* [PROBLEM TO SOLVE]: Starting with the line that contains "Reviewer note: verify that each instance of the mossy" and continuing through the end of the records, recast those lines as a Markdown table with two columns: Number for the row number and Content for the line. Skip blank lines and leave the pictures out.

* [THE RECORDS]:
___
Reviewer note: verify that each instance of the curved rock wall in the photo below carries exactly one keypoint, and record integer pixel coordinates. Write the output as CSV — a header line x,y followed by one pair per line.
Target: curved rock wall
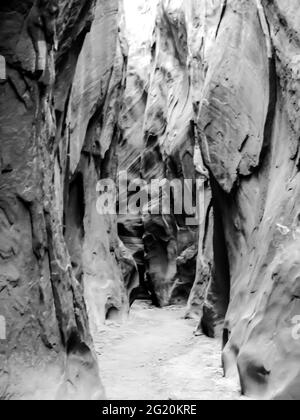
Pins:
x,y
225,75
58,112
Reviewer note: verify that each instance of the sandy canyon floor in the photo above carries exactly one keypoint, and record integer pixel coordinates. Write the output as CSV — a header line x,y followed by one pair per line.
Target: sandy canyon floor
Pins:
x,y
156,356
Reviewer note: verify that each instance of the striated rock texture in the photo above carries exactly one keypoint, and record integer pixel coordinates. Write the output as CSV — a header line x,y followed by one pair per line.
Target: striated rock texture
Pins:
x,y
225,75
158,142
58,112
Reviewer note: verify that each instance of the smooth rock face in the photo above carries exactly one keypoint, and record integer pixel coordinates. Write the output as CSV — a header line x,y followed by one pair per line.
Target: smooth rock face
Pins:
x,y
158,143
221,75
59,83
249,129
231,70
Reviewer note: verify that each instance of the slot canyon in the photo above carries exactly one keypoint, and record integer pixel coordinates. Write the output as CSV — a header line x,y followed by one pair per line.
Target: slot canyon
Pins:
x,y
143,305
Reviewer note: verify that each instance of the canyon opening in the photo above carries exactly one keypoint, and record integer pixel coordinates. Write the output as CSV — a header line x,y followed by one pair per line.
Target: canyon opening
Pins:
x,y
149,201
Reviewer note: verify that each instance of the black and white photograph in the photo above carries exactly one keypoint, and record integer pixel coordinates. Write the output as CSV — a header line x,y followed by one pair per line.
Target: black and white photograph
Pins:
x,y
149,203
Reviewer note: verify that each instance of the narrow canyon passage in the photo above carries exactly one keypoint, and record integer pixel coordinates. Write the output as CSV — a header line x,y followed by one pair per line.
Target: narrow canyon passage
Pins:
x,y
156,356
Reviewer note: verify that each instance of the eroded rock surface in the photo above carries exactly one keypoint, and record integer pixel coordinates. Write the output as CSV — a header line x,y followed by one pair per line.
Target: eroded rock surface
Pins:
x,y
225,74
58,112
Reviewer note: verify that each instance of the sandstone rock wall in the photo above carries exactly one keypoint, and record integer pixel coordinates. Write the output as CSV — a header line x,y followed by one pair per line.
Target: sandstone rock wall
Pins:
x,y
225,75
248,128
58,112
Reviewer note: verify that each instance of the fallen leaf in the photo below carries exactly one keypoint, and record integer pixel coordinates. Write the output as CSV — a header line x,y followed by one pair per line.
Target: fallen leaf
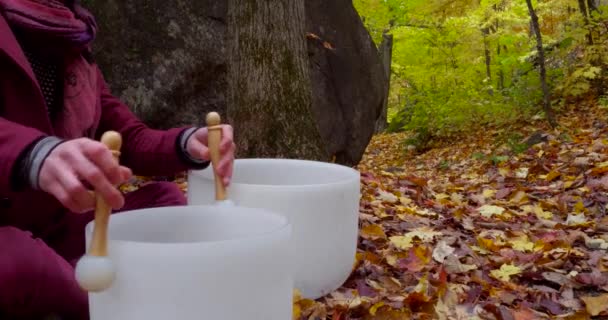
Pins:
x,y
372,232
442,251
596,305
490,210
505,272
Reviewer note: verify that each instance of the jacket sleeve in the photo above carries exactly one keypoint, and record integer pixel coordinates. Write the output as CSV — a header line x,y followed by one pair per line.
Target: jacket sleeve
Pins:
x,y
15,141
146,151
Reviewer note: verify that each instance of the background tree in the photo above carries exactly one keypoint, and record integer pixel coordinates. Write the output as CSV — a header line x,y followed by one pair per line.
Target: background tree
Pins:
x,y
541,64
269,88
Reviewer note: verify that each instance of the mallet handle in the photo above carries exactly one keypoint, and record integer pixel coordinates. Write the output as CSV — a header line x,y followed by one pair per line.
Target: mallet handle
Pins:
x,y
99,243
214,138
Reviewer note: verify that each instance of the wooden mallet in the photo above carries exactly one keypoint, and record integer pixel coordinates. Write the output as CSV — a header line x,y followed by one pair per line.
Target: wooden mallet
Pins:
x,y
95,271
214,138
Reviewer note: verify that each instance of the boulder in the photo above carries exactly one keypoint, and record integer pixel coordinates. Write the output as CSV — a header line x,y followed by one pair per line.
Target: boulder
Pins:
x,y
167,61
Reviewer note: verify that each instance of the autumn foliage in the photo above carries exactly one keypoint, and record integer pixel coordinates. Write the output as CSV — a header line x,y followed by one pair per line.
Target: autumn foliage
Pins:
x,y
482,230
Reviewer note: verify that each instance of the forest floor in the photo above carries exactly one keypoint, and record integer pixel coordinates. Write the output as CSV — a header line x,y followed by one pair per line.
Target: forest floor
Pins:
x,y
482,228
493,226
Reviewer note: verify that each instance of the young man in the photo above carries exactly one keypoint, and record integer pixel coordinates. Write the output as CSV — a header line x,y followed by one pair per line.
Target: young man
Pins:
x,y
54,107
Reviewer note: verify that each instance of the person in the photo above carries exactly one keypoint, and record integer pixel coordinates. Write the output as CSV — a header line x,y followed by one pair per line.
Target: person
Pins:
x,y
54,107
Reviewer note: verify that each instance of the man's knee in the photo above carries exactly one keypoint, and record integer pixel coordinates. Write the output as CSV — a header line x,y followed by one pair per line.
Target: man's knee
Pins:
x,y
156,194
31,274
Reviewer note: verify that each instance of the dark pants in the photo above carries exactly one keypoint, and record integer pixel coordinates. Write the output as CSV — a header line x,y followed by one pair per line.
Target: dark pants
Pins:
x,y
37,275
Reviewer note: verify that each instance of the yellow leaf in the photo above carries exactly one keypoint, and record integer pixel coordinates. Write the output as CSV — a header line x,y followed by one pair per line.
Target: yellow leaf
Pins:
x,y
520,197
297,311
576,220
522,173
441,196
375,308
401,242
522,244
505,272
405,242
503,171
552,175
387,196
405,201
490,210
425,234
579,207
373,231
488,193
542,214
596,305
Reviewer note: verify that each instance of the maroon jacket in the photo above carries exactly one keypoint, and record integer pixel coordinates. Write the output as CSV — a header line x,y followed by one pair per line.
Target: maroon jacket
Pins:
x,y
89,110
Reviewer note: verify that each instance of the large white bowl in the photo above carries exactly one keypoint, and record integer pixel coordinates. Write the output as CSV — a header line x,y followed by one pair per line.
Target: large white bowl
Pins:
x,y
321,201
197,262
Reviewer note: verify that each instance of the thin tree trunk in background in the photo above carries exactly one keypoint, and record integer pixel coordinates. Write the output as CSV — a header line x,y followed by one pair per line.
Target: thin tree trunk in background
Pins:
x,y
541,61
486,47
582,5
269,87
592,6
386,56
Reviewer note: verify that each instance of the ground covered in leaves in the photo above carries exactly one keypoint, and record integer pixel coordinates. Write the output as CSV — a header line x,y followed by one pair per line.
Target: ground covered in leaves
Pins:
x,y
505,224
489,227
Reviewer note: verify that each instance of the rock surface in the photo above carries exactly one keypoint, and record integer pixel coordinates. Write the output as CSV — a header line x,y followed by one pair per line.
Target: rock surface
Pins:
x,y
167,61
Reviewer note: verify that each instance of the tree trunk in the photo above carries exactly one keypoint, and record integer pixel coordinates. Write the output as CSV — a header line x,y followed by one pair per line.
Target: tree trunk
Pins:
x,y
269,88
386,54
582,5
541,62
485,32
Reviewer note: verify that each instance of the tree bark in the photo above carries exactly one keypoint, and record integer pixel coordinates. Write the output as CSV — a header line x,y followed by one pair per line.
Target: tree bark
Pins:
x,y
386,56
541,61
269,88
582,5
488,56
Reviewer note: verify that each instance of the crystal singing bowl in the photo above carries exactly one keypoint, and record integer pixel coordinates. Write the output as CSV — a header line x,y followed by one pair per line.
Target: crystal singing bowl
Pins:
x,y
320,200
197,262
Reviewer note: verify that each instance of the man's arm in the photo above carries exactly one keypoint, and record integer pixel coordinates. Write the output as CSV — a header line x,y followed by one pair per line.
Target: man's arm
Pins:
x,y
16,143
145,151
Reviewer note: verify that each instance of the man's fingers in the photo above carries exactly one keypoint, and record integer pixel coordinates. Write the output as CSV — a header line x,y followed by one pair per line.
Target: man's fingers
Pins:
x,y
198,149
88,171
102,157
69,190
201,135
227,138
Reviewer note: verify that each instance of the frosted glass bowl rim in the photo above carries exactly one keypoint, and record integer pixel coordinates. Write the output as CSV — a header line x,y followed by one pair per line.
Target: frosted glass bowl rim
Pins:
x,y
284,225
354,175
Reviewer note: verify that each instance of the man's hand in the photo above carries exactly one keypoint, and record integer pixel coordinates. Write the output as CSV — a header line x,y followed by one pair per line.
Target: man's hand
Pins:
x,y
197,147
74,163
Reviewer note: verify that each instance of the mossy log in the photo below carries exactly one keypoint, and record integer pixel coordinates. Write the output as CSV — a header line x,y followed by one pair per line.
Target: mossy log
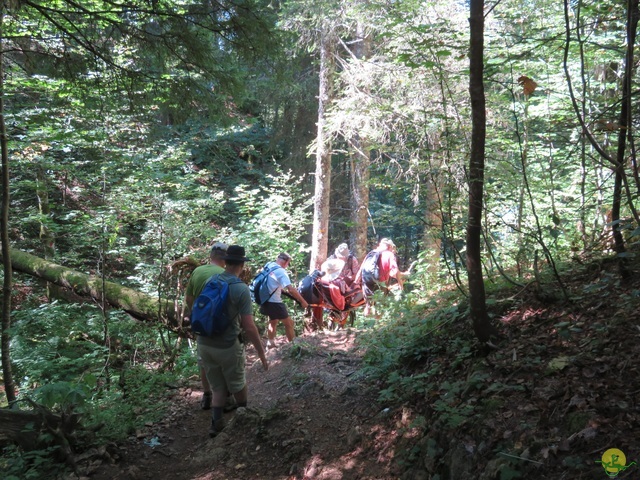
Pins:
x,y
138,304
___
* [EXERCISE ANSWER]:
| Number | Content |
|---|---|
| 1 | Reviewer note: verify that each instance of the mossy log in the photo below carries exactly one keypoint, and record integer pixel coordinates. Write the output as CSV — a header line x,y followed by one pair per line. |
| 2 | Target: mossy log |
| 3 | Pins: |
| 4 | x,y |
| 5 | 138,304 |